**Short exercise:**
Shift every answer point in the records below by adding 94 to each coordinate, and write out all the lines again, requests included. Leave the numbers in the requests and their format samples unchanged.

::::::

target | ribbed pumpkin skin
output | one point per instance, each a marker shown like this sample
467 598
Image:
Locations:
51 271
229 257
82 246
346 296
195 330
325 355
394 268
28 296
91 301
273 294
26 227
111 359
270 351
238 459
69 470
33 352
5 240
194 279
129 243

::::::

**In response:**
target | ribbed pumpkin skin
output | one point per instance, each a marker shown like this sample
467 598
Image:
Locations:
145 365
323 351
176 340
440 390
289 424
419 449
488 362
122 390
185 395
367 388
120 321
205 453
364 445
332 553
163 564
127 446
99 334
288 373
223 337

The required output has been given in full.